Copy out every line of the data exactly.

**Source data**

━━━━━━━━━━━━━━━━━━━━━━━━━━━━━━

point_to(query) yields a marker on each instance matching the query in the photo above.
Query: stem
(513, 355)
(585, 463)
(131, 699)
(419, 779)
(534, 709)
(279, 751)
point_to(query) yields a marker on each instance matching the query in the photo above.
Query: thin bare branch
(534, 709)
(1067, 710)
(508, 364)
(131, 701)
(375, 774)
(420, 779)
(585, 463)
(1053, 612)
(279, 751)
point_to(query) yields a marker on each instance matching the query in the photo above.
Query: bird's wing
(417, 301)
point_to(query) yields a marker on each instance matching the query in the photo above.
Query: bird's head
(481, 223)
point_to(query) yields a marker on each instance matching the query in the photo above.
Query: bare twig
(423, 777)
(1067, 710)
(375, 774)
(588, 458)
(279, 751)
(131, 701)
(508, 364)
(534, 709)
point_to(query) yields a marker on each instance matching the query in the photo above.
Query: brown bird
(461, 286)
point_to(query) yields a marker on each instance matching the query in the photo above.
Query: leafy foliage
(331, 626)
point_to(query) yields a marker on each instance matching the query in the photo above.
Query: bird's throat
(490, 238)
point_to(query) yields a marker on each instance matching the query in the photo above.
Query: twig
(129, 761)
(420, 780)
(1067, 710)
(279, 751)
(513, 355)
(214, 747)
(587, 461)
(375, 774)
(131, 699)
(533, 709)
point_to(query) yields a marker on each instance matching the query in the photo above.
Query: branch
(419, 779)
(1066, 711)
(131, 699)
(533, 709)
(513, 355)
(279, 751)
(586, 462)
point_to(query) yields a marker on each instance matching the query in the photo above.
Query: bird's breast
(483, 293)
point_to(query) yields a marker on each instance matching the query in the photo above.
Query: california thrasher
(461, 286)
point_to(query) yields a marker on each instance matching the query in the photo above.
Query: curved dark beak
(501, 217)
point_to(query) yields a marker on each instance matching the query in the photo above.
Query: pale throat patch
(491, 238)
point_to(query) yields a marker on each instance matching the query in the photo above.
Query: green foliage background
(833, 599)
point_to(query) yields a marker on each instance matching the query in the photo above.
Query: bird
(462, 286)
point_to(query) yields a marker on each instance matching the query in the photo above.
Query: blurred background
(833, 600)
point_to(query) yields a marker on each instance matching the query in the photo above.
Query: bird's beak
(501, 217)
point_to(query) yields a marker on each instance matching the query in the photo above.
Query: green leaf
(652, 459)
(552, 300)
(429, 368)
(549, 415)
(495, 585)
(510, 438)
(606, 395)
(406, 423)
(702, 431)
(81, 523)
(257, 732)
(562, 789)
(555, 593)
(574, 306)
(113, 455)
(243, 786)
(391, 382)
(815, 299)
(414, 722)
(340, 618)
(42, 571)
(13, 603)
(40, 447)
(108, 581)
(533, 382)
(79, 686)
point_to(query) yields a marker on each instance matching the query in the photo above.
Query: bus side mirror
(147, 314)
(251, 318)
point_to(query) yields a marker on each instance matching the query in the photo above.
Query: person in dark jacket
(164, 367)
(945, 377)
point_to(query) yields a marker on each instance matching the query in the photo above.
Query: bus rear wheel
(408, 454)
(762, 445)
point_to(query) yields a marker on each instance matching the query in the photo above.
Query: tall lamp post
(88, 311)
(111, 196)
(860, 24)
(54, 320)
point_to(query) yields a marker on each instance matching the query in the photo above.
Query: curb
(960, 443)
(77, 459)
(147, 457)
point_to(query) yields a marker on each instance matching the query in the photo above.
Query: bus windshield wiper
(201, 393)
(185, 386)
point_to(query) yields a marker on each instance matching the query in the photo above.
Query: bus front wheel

━━━━━━━━━━━━━━━━━━━━━━━━━━━━━━

**ANSWER TO THE PROBLEM**
point_to(query) yields a marker on each instance matching the query in the photo above.
Query: stem
(513, 355)
(585, 463)
(131, 699)
(419, 779)
(534, 709)
(279, 751)
point_to(query) yields a marker on each instance matching the query in the photo above.
Query: thin bare branch
(534, 709)
(1067, 710)
(508, 364)
(131, 701)
(375, 774)
(420, 779)
(585, 463)
(1053, 612)
(279, 751)
point_to(query) yields a marker on each instance matching the query in the photo above.
Query: bird's wing
(417, 301)
point_to(query) yields a marker on each instance matching the query in the photo above.
Query: bird's head
(481, 223)
point_to(query) yields a marker on each instance matching the query in the photo above.
Query: bare twig
(423, 777)
(1067, 710)
(375, 774)
(588, 458)
(279, 751)
(131, 701)
(508, 364)
(534, 709)
point_to(query) yields a marker on each instance matching the query in the photo above.
Query: brown bird
(461, 286)
point_to(query) yields a marker on each instance matching the query in the photo above.
Query: leafy foliage
(331, 626)
point_to(query) yields a marker on each instance matching the query in the photo above.
Query: bird's throat
(490, 238)
point_to(query) yields a marker on each instance matching the query in the photo above.
Query: twig
(129, 761)
(420, 780)
(1067, 710)
(279, 751)
(513, 355)
(214, 747)
(587, 461)
(375, 774)
(131, 699)
(533, 709)
point_to(query) yields a marker on each instance matching the query in the photo above.
Query: branch
(419, 779)
(1066, 711)
(131, 699)
(533, 709)
(513, 355)
(279, 751)
(586, 462)
point_to(query) yields a marker on each instance matching the query in the photo above.
Query: bird's breast
(483, 293)
point_to(query) yields a marker on each instance matching the query in the photo above.
Query: california thrasher
(461, 286)
point_to(query) yields a marker on each instance matching the query in the photo above.
Query: curved dark beak
(501, 217)
point_to(query) yields a marker on each instance matching the query in the photo above.
Query: pale throat patch
(491, 238)
point_to(query) yields a marker on each instance matching the query in the photo above.
Query: green foliage background
(833, 599)
point_to(query) yields a marker on each instance matching the query in the photo above.
Query: bird
(462, 286)
point_to(query) yields a marker on each instance matching the query in the photo above.
Query: blurred background
(833, 600)
point_to(query) yields a marker on each instance matching the query in the photo above.
Query: bird's beak
(501, 217)
point_to(query) yields a marker on each instance matching the query in the photo above.
Query: green leaf
(652, 459)
(552, 300)
(429, 368)
(549, 415)
(495, 585)
(510, 438)
(606, 395)
(406, 423)
(702, 431)
(81, 523)
(257, 732)
(562, 789)
(555, 593)
(574, 306)
(113, 455)
(243, 786)
(391, 382)
(815, 299)
(414, 722)
(340, 618)
(42, 571)
(13, 603)
(40, 447)
(108, 581)
(533, 382)
(79, 686)
point_to(query) yields a marker on each instance matching the query in the photo above.
Query: bus side mirror
(147, 314)
(251, 318)
point_to(query) yields a marker on each instance matching the query in the photo above.
Query: person in dark jacket
(164, 367)
(945, 377)
point_to(query) yields a marker on each instance matching the query in the photo above.
Query: bus rear wheel
(408, 454)
(762, 445)
point_to(query) yields a marker on each instance matching the query in the photo above.
Query: tall lamp post
(88, 311)
(111, 196)
(860, 24)
(54, 320)
point_to(query) yields a marker on each instance matching the query in the photo above.
Query: curb
(960, 443)
(77, 459)
(147, 457)
point_to(query) yields a marker on each instance matching the query in the photo above.
Query: bus windshield wiper
(201, 393)
(185, 386)
point_to(query) yields a marker on each instance matching the query in the photo above.
Query: bus front wheel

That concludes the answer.